__READING PASSAGE__
- - - -

In a 2020 business review letter, the DOJ found that a proposed patent pool related to 5G wireless standards in automobiles was unlikely to raise competitive concerns, in part because the pool (1) excluded “non-essential” patents; (2) required independent patent experts to evaluate patent claims according to standard procedures; (3) allowed for independent licensing out of the pool; and (4) implemented measures to protect against participants from sharing competitively sensitive, confidential business information. [33] Proposed patent pools should consider similar measures to mitigate competitive concerns.
2. Exclusive Dealing
An IP license that prevents or restrains a licensee from licensing, selling, distributing, or using competing technologies is said to be engaging in “exclusive dealing.” Such exclusivity does not have to be achieved through explicit deal terms; a license may be considered “de facto” exclusive dealing if other provisions such as royalty terms and duration, or the agreement’s effect in the real world, show that it functionally acts as an exclusive dealing arrangement. [34] An exclusive dealing arrangement may “anticompetitively foreclose access to, or increase competitors’ costs of obtaining, important inputs, or facilitate coordination to raise price or reduce output.” [35] Importantly, courts typically require a showing that the arrangement would “substantially foreclose” competition in the relevant market by a margin of 30 to 40%. [36] Furthermore, exclusivity agreements are generally considered to be lawful if they can be terminated within a year. [37]
3. Package Licenses and Tying Arrangements
“Tying” arrangements are licenses that condition the grant of rights to the licensee on the performance of a defined condition, particularly requirements either to take a license to other patents (typically called a “package” license) or to purchase other products or services. The primary antitrust concern with conditioned licensing is the leveraging of market power in one market to the detriment of competition in other markets that lie beyond the legitimate scope of the licensor’s rights. [38]
To mitigate risk, consider whether it is feasible to provide the tied product, service, or license separately rather than only as part of the tie. Also consider whether it is possible to define objective technical specifications that alternative third-party products or services must satisfy if used in place of the tied product or service.
4. Cross-Licensing
“Cross-licensing” is when two or more intellectual property holders grant each other reciprocal rights to use some or all of their respective patents. Cross-licensing is especially useful as it mitigates risk of litigation from using each other’s patented technology, clears blocking positions, and reduces transaction costs by simplifying the negotiation process. [39]
Cross-licenses, however, risk being seen as an anticompetitive exclusionary tool, particularly when used to exclusively license substitute technologies between existing rivals where no other substitute technologies exist. In such a situation, the cross-license might eliminate any potential for a third-party licensee to access those technologies and more directly compete. By contrast, a non-exclusive cross-license that simply clears blocking positions between the parties is much less likely to present material antitrust issues.
5. Grantbacks
When using licensed technology, licensees might develop improvements that could be protected under IP laws. To manage this, licensors often use “grantback” clauses, thereby licensing, assigning, or otherwise granting IP rights to practice those improvements back to the licensor. Non-exclusive grantbacks are generally seen as procompetitive because they preserve licensees’ incentives to innovate and leave it open for other competitors to obtain their own license for the improvements. [40]
Conversely, exclusive grantbacks, which restrict the use of improvements to only the licensor, can raise antitrust concerns, such as by reducing licensees’ incentives to engage in R&D because they cannot license the technology to others. Exclusive grantbacks might also allow the licensor to prolong its ability to exclude competitors from the market. These concerns may be mitigated if, for example, the licensee is permitted to practice the patented improvement on a royalty-free basis. [41]
V. IP Licensing “Safety Zones”

- - - -

Region pointing data:
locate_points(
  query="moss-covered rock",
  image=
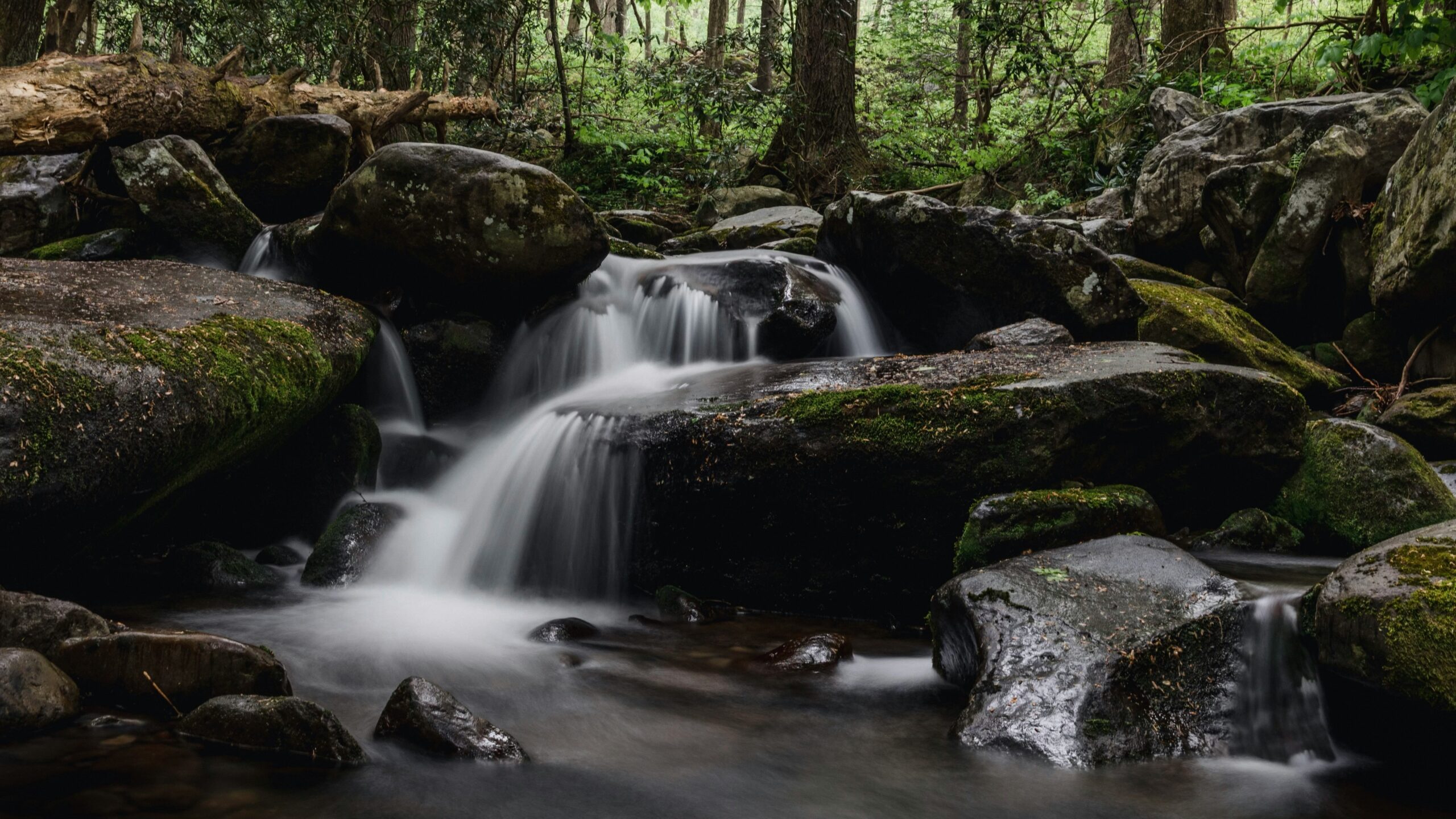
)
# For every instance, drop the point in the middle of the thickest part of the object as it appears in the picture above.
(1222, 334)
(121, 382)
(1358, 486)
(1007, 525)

- - - -

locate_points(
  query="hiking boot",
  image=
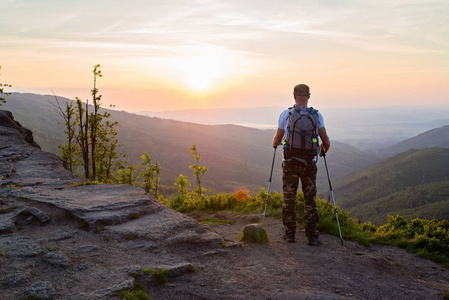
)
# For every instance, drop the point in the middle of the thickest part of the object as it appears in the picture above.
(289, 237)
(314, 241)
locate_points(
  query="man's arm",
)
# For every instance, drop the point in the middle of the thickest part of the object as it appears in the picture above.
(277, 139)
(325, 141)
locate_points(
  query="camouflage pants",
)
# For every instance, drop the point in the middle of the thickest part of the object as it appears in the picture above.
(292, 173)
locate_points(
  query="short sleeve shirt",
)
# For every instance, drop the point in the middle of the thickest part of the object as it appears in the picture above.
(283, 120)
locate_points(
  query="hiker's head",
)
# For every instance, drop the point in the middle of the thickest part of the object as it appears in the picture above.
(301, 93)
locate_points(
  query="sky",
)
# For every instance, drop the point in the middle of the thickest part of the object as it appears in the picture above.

- - - -

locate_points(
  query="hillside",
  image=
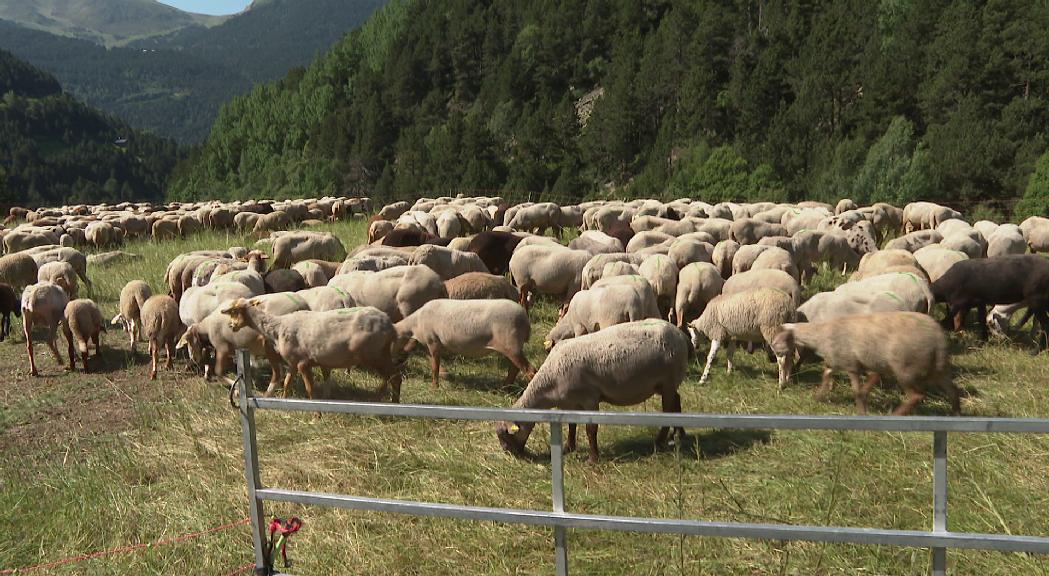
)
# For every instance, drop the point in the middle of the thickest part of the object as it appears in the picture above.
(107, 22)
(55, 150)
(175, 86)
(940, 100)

- - - -

__PROBLEMS AND TASKS__
1. Answer these questions using the passage on IP licensing above:
(a) In what year did the DOJ issue the business review letter on the proposed 5G patent pool?
(b) By what margin do courts typically require a showing that an exclusive dealing arrangement would "substantially foreclose" competition in the relevant market?
(c) Within what period must an exclusivity agreement be terminable for it to be generally considered lawful?
2. Translate this sentence from the passage on IP licensing above into Spanish: "Exclusive grantbacks might also allow the licensor to prolong its ability to exclude competitors from the market."

__RESPONSES BY TASK__
1.
(a) 2020
(b) 30 to 40%
(c) Within a year

2. Las cláusulas de retrocesión exclusivas también podrían permitir al licenciante prolongar su capacidad de excluir a los competidores del mercado.